**Description of the task**
Repeat each record exactly. Any picture gets left out.

Image point annotation entries
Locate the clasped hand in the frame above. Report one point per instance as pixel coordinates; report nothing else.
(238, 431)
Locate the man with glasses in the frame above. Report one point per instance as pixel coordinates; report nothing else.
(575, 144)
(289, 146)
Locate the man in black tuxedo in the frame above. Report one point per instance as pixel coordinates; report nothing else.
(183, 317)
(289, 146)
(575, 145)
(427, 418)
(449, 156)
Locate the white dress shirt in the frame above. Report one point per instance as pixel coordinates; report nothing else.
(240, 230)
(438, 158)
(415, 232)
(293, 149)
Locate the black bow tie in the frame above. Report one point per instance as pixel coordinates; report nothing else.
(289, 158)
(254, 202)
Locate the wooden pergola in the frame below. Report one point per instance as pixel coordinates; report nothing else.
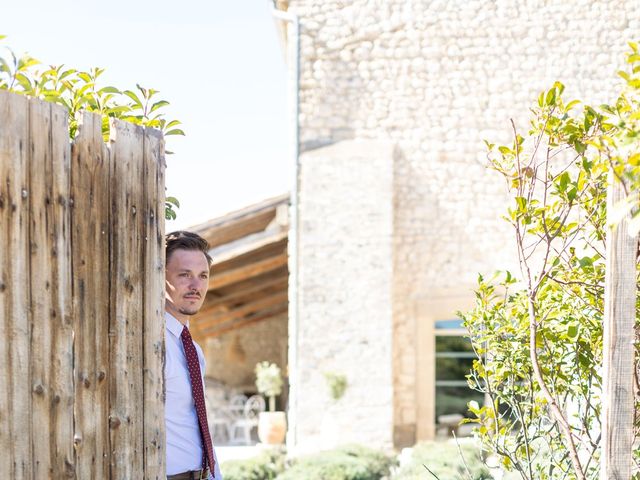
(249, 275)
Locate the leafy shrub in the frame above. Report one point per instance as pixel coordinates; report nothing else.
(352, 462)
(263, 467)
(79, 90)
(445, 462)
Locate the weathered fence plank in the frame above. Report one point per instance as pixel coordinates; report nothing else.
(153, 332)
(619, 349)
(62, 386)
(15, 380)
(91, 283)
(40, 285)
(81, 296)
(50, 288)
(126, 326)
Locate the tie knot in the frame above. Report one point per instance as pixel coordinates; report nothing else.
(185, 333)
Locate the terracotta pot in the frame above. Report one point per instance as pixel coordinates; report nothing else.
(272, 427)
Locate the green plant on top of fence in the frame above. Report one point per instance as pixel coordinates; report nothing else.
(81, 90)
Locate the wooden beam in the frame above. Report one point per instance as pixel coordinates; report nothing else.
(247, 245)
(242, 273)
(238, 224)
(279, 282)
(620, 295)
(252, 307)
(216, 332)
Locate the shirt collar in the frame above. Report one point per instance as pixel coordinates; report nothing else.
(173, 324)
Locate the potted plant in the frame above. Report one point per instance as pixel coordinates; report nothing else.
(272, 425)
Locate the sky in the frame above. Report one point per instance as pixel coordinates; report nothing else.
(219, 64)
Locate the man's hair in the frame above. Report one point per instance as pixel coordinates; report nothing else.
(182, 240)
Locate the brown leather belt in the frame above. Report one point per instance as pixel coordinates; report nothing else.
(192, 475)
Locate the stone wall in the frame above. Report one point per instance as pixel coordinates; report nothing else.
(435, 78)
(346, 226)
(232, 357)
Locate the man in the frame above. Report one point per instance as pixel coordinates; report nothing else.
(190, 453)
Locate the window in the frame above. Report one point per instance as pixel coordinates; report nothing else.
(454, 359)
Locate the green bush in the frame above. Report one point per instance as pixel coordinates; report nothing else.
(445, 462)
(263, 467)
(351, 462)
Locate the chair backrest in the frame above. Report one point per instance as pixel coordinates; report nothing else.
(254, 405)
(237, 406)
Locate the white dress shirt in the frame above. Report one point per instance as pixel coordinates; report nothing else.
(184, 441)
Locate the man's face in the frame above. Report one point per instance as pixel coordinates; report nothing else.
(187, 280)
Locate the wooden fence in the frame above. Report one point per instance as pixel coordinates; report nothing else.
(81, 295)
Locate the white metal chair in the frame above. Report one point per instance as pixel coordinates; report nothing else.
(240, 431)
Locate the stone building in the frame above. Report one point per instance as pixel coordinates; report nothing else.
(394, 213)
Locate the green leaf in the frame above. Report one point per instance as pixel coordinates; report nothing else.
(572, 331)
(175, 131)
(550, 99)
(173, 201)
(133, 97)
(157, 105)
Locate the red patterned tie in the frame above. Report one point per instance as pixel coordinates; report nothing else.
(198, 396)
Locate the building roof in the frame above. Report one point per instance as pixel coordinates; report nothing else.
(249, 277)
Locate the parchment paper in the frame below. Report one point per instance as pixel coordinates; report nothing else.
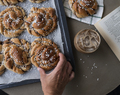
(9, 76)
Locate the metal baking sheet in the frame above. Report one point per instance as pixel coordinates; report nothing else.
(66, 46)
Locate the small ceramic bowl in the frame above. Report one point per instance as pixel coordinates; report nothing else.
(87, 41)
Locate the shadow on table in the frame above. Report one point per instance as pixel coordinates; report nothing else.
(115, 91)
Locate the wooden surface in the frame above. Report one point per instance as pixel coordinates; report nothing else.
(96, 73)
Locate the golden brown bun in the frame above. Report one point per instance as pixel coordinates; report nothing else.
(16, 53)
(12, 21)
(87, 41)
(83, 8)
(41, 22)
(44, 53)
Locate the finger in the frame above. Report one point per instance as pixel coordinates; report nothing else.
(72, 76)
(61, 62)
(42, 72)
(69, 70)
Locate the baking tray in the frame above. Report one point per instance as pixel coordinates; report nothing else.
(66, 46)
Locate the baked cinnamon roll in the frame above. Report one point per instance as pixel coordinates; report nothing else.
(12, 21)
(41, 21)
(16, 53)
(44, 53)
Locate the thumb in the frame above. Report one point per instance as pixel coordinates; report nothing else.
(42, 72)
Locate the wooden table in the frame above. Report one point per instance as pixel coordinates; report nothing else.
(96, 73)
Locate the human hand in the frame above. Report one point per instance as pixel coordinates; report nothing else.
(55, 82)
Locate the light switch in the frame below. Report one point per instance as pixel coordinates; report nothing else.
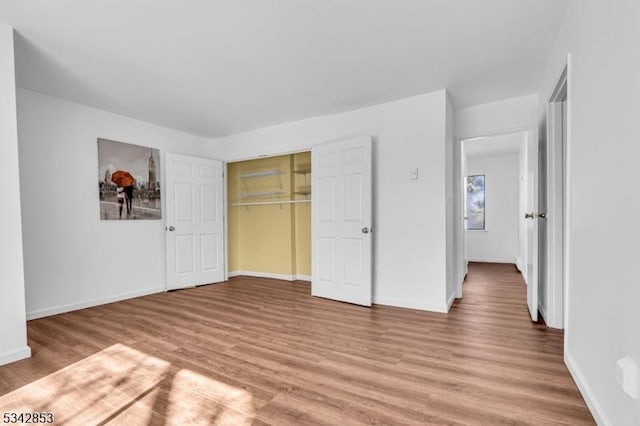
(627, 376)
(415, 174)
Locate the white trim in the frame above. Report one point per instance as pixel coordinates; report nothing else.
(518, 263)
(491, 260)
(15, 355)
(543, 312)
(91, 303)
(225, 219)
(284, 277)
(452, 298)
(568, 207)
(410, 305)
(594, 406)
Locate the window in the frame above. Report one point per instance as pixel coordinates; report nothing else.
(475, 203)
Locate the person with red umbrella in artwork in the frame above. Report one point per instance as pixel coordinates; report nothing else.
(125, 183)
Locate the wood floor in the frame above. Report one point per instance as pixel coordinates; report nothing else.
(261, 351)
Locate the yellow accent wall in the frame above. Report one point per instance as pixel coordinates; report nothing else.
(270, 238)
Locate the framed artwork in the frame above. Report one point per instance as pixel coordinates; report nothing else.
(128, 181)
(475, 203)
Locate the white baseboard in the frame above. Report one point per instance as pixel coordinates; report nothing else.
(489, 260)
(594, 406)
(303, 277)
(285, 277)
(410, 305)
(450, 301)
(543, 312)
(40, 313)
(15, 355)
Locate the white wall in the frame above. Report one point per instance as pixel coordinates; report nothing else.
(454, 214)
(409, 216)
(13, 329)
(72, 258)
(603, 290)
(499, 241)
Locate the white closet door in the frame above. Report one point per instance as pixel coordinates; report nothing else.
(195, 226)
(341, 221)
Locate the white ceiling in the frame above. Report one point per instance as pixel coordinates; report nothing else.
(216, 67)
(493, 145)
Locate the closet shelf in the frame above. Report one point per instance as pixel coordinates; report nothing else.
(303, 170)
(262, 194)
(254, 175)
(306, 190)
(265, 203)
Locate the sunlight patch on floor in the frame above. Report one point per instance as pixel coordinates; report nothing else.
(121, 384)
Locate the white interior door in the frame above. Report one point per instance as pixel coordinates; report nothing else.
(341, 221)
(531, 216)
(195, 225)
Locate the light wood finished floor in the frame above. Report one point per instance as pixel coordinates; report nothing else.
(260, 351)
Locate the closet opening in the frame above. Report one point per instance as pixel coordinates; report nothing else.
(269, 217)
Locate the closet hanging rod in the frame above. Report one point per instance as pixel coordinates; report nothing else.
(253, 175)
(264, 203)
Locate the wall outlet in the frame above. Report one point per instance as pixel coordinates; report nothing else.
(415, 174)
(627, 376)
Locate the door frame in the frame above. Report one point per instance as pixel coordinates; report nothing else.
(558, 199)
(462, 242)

**The reply**
Locate the clasped hand in the frame above. Report one point per instance as pixel coordinates; report nothing else.
(238, 431)
Locate the man with glasses in the frame above. Report one point per instance as pixel coordinates; report nothing else.
(575, 144)
(289, 146)
Locate the man in black tuxedo in the frame above. Report one point per instance as pixel coordinates; report nothing else.
(183, 317)
(289, 146)
(575, 145)
(427, 418)
(449, 156)
Locate the white dress shirt in the frame above. Report one point per instance as pixel coordinates; report nothing else.
(240, 230)
(438, 158)
(415, 232)
(293, 149)
Locate the black bow tie in the frame above. Report one point per instance as pixel coordinates; report nothing else.
(289, 158)
(254, 202)
Locate the wooden pergola in the frame below. Report one point per instance as pixel coordinates; report nothing else.
(249, 275)
Locate the leafy shrub in the frame above. Report one point per instance as pixel coordinates; report nothing else.
(352, 462)
(263, 467)
(79, 90)
(445, 462)
Locate the weathered fence plank in the frame above. Report one point per instance as pixel coordinates; report nothing else.
(153, 332)
(619, 349)
(62, 386)
(15, 380)
(91, 283)
(40, 285)
(81, 296)
(50, 288)
(126, 326)
Locate the tie knot in the frame above. Report one point per instance as pixel coordinates; report nothing else.
(185, 333)
Locate the terracotta pot in the frame above. Report one point per instance as pixel coordinates; report nothing else.
(272, 427)
Locate the green plant on top of fence in the frame above. Report one point per instance as pixel coordinates; report nothing else.
(81, 90)
Locate the wooden beam in the frame above. Report one point per instance as pixel coordinates; report nothing else.
(247, 245)
(242, 273)
(238, 224)
(279, 282)
(620, 295)
(252, 307)
(216, 332)
Locate the shirt collar in the frame above. Report one point per instance as pixel coordinates; report nothing else.
(173, 324)
Locate the potted plant in the frame above. Report one point per instance as pixel coordinates; report nothing else.
(272, 425)
Locate the sky in the frame above. Report one point per instance as pixel coordinates; report nothing else.
(219, 64)
Locate the man's hair in the frame above. Report one point per instance as pixel coordinates; report nothing else.
(182, 240)
Locate the brown leather belt in the frame above. Report one point per instance as pixel coordinates; report nothing else.
(192, 475)
Locate the stone wall in the frame above. Report one point per instance as pixel coordinates; report nothing else.
(435, 78)
(346, 226)
(232, 357)
Locate the man in the frame above. Report one point per instance as pixel coordinates; report nothing else.
(190, 453)
Locate the window in the frame above. Report one point per instance as pixel coordinates; report nothing else.
(454, 359)
Locate the green bush in the frame above. Report one point per instance as pixel coordinates; report nothing else.
(445, 462)
(263, 467)
(351, 462)
Locate the chair backrest in the frame above. Report one point per instance as pixel coordinates; report nothing else.
(254, 405)
(237, 406)
Locate the white dress shirt in the frame above. Report one point per instance as pixel coordinates; report nothing else.
(184, 441)
Locate the man's face in the frame above. Report one point per instance as pixel coordinates; report nothing else.
(187, 280)
Locate the wooden fence in the frame above. Report one point per instance as pixel coordinates; report nothing else.
(81, 295)
Locate the white metal chair in the frame above. Report one point per instance as pixel coordinates; report nothing else.
(240, 431)
Locate the stone building in the frame above. Report one point per instance as pixel coordinates; report nothing else.
(394, 213)
Locate the green leaf in the frame above. Report one point per instance as pixel coordinates; report nothing else.
(572, 331)
(175, 131)
(550, 99)
(173, 201)
(133, 97)
(157, 105)
Locate the red patterned tie in the frame above. Report one point per instance as pixel coordinates; report nothing else.
(198, 396)
Locate the building roof in the frame above. Report one point per instance as pixel coordinates; report nothing else.
(249, 277)
Locate the parchment paper in the frame below. Report one point per instance as pixel coordinates; report nothing else.
(9, 76)
Locate the metal baking sheet in the frame above. Report one point per instance as pixel coordinates; report nothing else.
(66, 46)
Locate the small ceramic bowl in the frame above. Report one point per instance as pixel coordinates; report nothing else.
(87, 41)
Locate the shadow on table in the frame above. Report one point per instance as pixel coordinates; report nothing else.
(115, 91)
Locate the wooden surface in the frame above. Report one point per instance as pixel coordinates; report nothing else.
(96, 73)
Locate the golden brown bun in the frame above. Report one point per instance as pixel coordinates; report nothing else.
(16, 53)
(12, 21)
(87, 41)
(83, 8)
(41, 22)
(44, 53)
Locate the finger in the frame above. Report one point per instance as pixel coordinates; report nothing else.
(72, 76)
(61, 62)
(42, 72)
(69, 70)
Locate the baking tray in the frame above. Report one point per instance as pixel coordinates; report nothing else.
(66, 46)
Locate the baked cinnamon roll in the frame above. Report one point per instance as pixel coordinates; report nothing else.
(12, 21)
(41, 21)
(16, 53)
(44, 53)
Locate the thumb in the frame above. Report one point per instance as pixel coordinates; report nothing else.
(42, 72)
Locate the wooden table in the frame above. Report one point per instance as pixel coordinates; report nothing else.
(96, 73)
Locate the human hand in the frame above. Report one point per instance as pixel coordinates; report nothing else.
(55, 82)
Locate the light switch in the frame below. Report one point per instance as pixel coordinates; report nothing else.
(627, 376)
(415, 174)
Locate the white trim in the frame above. Report one point per instance as pixel coordinates; report nothing else.
(518, 263)
(491, 260)
(15, 355)
(543, 312)
(91, 303)
(225, 219)
(284, 277)
(452, 298)
(568, 207)
(410, 305)
(594, 406)
Locate the window in the frame above. Report one point per instance as pixel coordinates; report nothing else.
(475, 203)
Locate the person with red umbrella in artwork in the frame above. Report one point per instance as pixel coordinates; report nothing else.
(125, 183)
Locate the wood floor in the frame above. Report one point per instance as pixel coordinates; report nothing else.
(261, 351)
Locate the yellow accent wall in the frame above. Report one point per instance as pixel coordinates; report nothing else.
(270, 238)
Locate the framed artwork in the frame above. Report one point per instance as pixel coordinates; report nothing else.
(128, 181)
(475, 203)
Locate the white baseboard in the frame above. Report one point per instance as pixel coordinates; report nothing else.
(489, 260)
(594, 406)
(303, 277)
(285, 277)
(410, 305)
(450, 301)
(543, 312)
(40, 313)
(15, 355)
Locate the white wall in the frame above. Report one point per instance as pixel coordinates; report nothing else.
(454, 214)
(409, 216)
(13, 329)
(72, 258)
(603, 290)
(499, 241)
Locate the white closet door in the frame above. Report one point per instance as pixel coordinates; report nothing else.
(195, 226)
(341, 221)
Locate the white ceiling in the frame above. Report one point per instance as pixel coordinates; report nothing else.
(216, 67)
(493, 145)
Locate the closet shelf in the frame above. Report one point per instance as pixel coordinates; report nothing else.
(303, 170)
(262, 194)
(254, 175)
(306, 190)
(265, 203)
Locate the sunlight patch on floor in the frame above. Report one point per instance as pixel coordinates; report nothing else.
(121, 384)
Locate the white interior door in the frame above. Report one point per instance as pixel coordinates; report nothing else.
(341, 221)
(531, 216)
(195, 225)
Locate the light wood finished floor in the frame above. Report one point per instance as pixel coordinates; report nothing else.
(260, 351)
Locate the closet opening in the frame above. Report one point per instance as pixel coordinates; report nothing else.
(269, 217)
Locate the closet hanging rod in the frame above. Report one point per instance as pixel coordinates; report nothing else.
(253, 175)
(264, 203)
Locate the wall outlet in the frame above. Report one point per instance as pixel coordinates; report nothing else.
(415, 174)
(627, 376)
Locate the door frame in the frame above. Report one point per instance as pixel coordinates; report nothing else.
(558, 199)
(462, 242)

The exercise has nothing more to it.